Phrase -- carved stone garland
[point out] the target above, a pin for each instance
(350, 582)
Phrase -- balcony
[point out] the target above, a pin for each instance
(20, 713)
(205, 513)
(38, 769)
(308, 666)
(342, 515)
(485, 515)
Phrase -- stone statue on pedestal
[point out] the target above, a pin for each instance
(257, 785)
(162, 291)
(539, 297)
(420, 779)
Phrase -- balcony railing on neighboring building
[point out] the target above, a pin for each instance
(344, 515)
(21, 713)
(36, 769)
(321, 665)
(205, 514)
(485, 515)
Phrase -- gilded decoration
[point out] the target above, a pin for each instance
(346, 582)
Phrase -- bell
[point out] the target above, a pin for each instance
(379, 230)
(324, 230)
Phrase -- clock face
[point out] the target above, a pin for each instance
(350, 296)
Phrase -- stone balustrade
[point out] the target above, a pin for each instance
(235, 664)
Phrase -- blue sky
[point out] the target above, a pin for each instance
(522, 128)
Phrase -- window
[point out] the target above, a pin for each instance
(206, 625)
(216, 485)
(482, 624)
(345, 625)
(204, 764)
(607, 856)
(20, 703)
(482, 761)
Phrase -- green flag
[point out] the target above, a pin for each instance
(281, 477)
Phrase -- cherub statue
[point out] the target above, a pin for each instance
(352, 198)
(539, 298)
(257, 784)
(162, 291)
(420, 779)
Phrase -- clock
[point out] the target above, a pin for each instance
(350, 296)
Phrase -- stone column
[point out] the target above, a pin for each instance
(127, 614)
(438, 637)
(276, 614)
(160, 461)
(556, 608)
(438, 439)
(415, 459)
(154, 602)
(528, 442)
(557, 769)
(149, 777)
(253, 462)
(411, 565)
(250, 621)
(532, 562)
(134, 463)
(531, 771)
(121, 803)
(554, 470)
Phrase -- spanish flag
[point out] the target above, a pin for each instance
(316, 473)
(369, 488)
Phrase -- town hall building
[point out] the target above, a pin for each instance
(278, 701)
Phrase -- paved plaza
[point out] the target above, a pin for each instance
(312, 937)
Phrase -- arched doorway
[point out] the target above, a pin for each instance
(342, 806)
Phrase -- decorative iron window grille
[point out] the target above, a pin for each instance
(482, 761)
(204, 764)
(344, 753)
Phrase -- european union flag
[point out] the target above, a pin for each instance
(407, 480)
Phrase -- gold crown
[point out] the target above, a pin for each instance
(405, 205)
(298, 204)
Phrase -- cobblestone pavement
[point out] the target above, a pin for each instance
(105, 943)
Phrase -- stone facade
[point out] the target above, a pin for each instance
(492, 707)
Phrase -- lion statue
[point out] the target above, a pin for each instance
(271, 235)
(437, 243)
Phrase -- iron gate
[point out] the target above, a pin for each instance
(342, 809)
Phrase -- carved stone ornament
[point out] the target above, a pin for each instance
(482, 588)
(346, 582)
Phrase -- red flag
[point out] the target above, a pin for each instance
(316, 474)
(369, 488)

# # # # #

#### EXERCISE:
Please rewrite everything from the line containing "Phrase -- clock face" down to the last line of the entries, both ends included, as a Markdown table with the columns Row and Line, numbering each line and skipping any blank ones.

#### TASK RESPONSE:
| Row | Line |
|---|---|
| 1 | Phrase -- clock face |
| 2 | [point out] the target above, a pin for each instance |
| 3 | (350, 296) |
| 4 | Phrase -- stone balustrade |
| 5 | [point out] the target above, a pin for each instance |
| 6 | (235, 664) |
| 7 | Phrase -- blue sky |
| 8 | [point out] the target above, a pin for each instance |
| 9 | (522, 128) |
| 10 | Phrase -- window |
| 11 | [point out] the target above, a pin for each instance |
| 12 | (206, 625) |
| 13 | (216, 485) |
| 14 | (482, 624) |
| 15 | (345, 625) |
| 16 | (204, 764) |
| 17 | (607, 856) |
| 18 | (20, 703) |
| 19 | (482, 761) |
| 20 | Phrase -- green flag |
| 21 | [point out] the target above, a pin for each instance |
| 22 | (281, 477) |
| 23 | Phrase -- cherub statue |
| 24 | [point out] the target above, a pin for each instance |
| 25 | (352, 198) |
| 26 | (539, 298) |
| 27 | (257, 784) |
| 28 | (162, 291) |
| 29 | (420, 779) |
| 30 | Phrase -- clock |
| 31 | [point out] the target above, a pin for each instance |
| 32 | (350, 296) |
| 33 | Phrase -- stone column |
| 34 | [point out] the target above, a pin for each instance |
| 35 | (127, 614) |
| 36 | (438, 637) |
| 37 | (276, 614) |
| 38 | (160, 461) |
| 39 | (556, 608) |
| 40 | (438, 439) |
| 41 | (415, 459) |
| 42 | (154, 602) |
| 43 | (528, 442) |
| 44 | (557, 769) |
| 45 | (149, 777) |
| 46 | (253, 462) |
| 47 | (411, 565) |
| 48 | (250, 621) |
| 49 | (532, 562) |
| 50 | (134, 463) |
| 51 | (531, 771) |
| 52 | (121, 803) |
| 53 | (554, 470) |
| 54 | Phrase -- spanish flag |
| 55 | [point out] the target above, a pin for each instance |
| 56 | (316, 473) |
| 57 | (369, 488) |
| 58 | Phrase -- town hall building |
| 59 | [point out] the target above, a pin for each instance |
| 60 | (278, 701) |
| 61 | Phrase -- paved plaza |
| 62 | [point out] the target above, a pin for each instance |
| 63 | (312, 937) |
| 64 | Phrase -- arched doorway |
| 65 | [point out] the target above, a pin for each instance |
| 66 | (342, 806) |
| 67 | Phrase -- decorative iron window grille |
| 68 | [point out] the target above, a pin for each instance |
| 69 | (482, 761) |
| 70 | (204, 764) |
| 71 | (344, 753) |
| 72 | Phrase -- european union flag |
| 73 | [point out] the target above, a pin for each instance |
| 74 | (407, 480) |
| 75 | Phrase -- gold crown |
| 76 | [point out] the target above, a pin for each instance |
| 77 | (405, 205) |
| 78 | (298, 204) |
| 79 | Phrase -- cobblestone pavement |
| 80 | [point out] the target above, a pin for each instance |
| 81 | (105, 943) |
| 82 | Phrase -- stone facade |
| 83 | [point out] the target above, a pin for each instance |
| 84 | (492, 707) |
| 85 | Phrase -- lion statue |
| 86 | [point out] the target above, a pin for each instance |
| 87 | (271, 235) |
| 88 | (437, 243) |
| 89 | Phrase -- iron gate |
| 90 | [point out] the target above, a pin for each instance |
| 91 | (342, 809) |
| 92 | Phrase -- carved stone ornament |
| 93 | [point out] the target above, a pin for each instance |
| 94 | (482, 588) |
| 95 | (346, 582) |
| 96 | Phrase -- red flag |
| 97 | [point out] the target above, a pin for each instance |
| 98 | (316, 474) |
| 99 | (369, 488) |